• [SET TASK]: Show every line below that contains the word "planter", copying each one in full.

Dataset rows:
□ □ □ □

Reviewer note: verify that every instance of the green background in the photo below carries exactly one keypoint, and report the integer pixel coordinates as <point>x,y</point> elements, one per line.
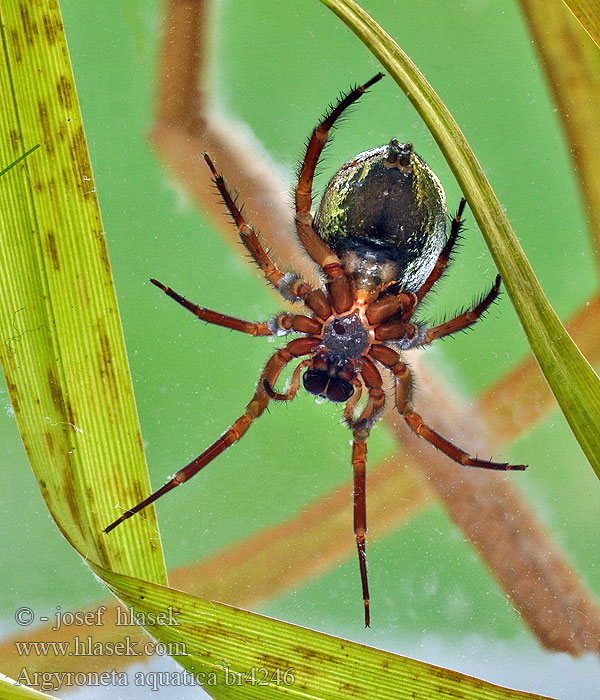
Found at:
<point>278,65</point>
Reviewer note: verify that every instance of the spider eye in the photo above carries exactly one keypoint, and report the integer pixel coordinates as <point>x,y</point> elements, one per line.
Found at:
<point>315,381</point>
<point>339,390</point>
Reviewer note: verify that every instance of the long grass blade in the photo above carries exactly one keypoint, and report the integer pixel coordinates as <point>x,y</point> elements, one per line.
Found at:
<point>574,383</point>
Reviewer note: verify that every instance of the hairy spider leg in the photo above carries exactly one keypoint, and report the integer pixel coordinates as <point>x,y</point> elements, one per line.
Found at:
<point>463,320</point>
<point>215,317</point>
<point>389,358</point>
<point>360,431</point>
<point>315,246</point>
<point>444,257</point>
<point>257,405</point>
<point>249,238</point>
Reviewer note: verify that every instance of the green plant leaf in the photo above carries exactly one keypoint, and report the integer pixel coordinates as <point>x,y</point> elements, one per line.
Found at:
<point>64,362</point>
<point>574,383</point>
<point>587,13</point>
<point>63,354</point>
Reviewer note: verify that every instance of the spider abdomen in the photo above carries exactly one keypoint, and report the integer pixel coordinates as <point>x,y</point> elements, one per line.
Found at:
<point>384,214</point>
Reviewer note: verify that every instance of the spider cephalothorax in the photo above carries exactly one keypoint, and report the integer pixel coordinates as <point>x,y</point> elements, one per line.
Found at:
<point>379,240</point>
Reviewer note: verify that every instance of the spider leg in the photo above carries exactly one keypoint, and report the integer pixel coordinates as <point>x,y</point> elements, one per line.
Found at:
<point>359,461</point>
<point>318,250</point>
<point>214,317</point>
<point>444,257</point>
<point>463,320</point>
<point>389,358</point>
<point>257,405</point>
<point>360,430</point>
<point>294,385</point>
<point>287,284</point>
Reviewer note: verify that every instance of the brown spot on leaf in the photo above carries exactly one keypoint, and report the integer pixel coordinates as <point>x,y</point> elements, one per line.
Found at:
<point>14,395</point>
<point>51,28</point>
<point>49,442</point>
<point>16,42</point>
<point>64,88</point>
<point>53,250</point>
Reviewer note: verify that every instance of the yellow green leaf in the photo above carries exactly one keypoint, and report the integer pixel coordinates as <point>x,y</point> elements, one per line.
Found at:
<point>574,383</point>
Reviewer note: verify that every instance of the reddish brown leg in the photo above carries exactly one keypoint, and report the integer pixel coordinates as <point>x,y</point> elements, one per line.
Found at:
<point>214,317</point>
<point>360,431</point>
<point>390,359</point>
<point>444,258</point>
<point>351,404</point>
<point>294,385</point>
<point>359,461</point>
<point>463,320</point>
<point>249,238</point>
<point>318,250</point>
<point>298,347</point>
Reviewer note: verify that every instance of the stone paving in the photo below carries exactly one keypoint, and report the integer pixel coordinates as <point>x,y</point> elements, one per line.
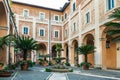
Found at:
<point>38,73</point>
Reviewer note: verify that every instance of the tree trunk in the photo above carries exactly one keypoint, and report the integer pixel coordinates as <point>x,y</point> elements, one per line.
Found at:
<point>85,57</point>
<point>25,55</point>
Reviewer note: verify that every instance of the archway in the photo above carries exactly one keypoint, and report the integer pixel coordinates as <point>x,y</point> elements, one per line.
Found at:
<point>89,39</point>
<point>41,51</point>
<point>54,52</point>
<point>66,52</point>
<point>109,51</point>
<point>74,55</point>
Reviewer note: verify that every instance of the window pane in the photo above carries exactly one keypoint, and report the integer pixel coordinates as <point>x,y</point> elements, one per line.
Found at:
<point>110,4</point>
<point>74,7</point>
<point>56,18</point>
<point>42,16</point>
<point>88,17</point>
<point>25,30</point>
<point>25,13</point>
<point>56,33</point>
<point>41,32</point>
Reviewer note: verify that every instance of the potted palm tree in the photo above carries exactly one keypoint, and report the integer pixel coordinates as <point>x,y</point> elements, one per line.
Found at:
<point>25,44</point>
<point>85,50</point>
<point>58,49</point>
<point>113,27</point>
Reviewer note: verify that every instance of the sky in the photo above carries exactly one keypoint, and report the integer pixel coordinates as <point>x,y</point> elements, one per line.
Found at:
<point>55,4</point>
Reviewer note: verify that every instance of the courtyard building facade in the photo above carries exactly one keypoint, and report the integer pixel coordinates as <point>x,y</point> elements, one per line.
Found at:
<point>7,26</point>
<point>79,22</point>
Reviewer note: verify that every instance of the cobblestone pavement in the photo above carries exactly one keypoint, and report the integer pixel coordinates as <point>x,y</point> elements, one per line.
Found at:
<point>38,73</point>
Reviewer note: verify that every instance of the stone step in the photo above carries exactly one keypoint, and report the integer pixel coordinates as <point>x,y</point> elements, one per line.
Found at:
<point>58,76</point>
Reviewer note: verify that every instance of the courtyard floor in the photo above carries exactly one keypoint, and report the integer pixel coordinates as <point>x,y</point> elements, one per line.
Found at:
<point>38,73</point>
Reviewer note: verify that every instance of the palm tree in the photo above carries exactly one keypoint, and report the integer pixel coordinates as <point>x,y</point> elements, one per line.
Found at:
<point>59,49</point>
<point>25,44</point>
<point>113,26</point>
<point>85,50</point>
<point>3,41</point>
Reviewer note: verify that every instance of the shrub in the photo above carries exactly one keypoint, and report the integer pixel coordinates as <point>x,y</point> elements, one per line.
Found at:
<point>48,70</point>
<point>30,63</point>
<point>50,63</point>
<point>1,63</point>
<point>67,64</point>
<point>85,64</point>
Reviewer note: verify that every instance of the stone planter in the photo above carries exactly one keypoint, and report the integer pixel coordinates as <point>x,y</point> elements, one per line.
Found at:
<point>5,74</point>
<point>1,67</point>
<point>24,67</point>
<point>86,67</point>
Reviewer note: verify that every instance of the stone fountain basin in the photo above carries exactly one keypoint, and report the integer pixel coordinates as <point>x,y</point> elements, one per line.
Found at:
<point>61,70</point>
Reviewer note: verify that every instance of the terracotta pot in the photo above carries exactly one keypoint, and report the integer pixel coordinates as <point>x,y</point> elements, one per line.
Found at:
<point>86,67</point>
<point>5,74</point>
<point>45,64</point>
<point>1,67</point>
<point>24,67</point>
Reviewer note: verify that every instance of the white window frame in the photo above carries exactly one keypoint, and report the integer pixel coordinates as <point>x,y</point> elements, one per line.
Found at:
<point>66,32</point>
<point>23,30</point>
<point>28,12</point>
<point>75,27</point>
<point>58,33</point>
<point>43,30</point>
<point>75,6</point>
<point>107,9</point>
<point>40,15</point>
<point>58,18</point>
<point>85,17</point>
<point>66,16</point>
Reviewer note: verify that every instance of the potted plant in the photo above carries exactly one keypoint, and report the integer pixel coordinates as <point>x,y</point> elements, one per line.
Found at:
<point>25,44</point>
<point>58,49</point>
<point>85,50</point>
<point>1,65</point>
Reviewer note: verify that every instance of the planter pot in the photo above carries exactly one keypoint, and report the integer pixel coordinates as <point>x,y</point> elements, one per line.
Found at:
<point>5,74</point>
<point>86,67</point>
<point>1,67</point>
<point>45,64</point>
<point>24,67</point>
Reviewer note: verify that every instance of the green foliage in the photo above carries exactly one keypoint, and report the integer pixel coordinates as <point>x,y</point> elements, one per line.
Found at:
<point>48,70</point>
<point>71,70</point>
<point>1,63</point>
<point>67,64</point>
<point>85,64</point>
<point>25,44</point>
<point>113,28</point>
<point>50,63</point>
<point>85,50</point>
<point>30,63</point>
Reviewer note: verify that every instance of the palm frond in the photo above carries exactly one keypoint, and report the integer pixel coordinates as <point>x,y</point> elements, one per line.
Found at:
<point>116,14</point>
<point>86,49</point>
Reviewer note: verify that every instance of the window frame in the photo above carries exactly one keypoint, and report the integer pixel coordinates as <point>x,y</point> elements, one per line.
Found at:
<point>58,18</point>
<point>24,12</point>
<point>58,33</point>
<point>40,15</point>
<point>86,17</point>
<point>23,30</point>
<point>111,6</point>
<point>43,33</point>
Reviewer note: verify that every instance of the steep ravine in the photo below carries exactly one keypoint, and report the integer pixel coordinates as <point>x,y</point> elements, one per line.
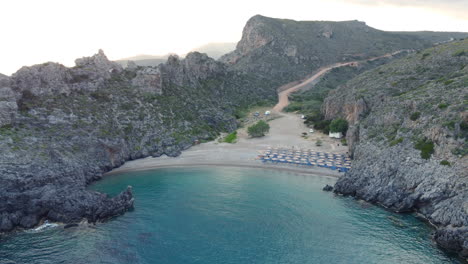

□ □ □ □

• [ANSWER TO THE PROBLEM]:
Reviewer note: verify that every instance of the stone planter in the photo above carries exactly one keypoint, and report the integer pixel coordinates as <point>x,y</point> elements, one per line.
Reviewer note: verify that every instance of the planter pot in the photo above carries exactly one keypoint, and report the integer pixel coordinates as <point>x,y</point> elements, one per line.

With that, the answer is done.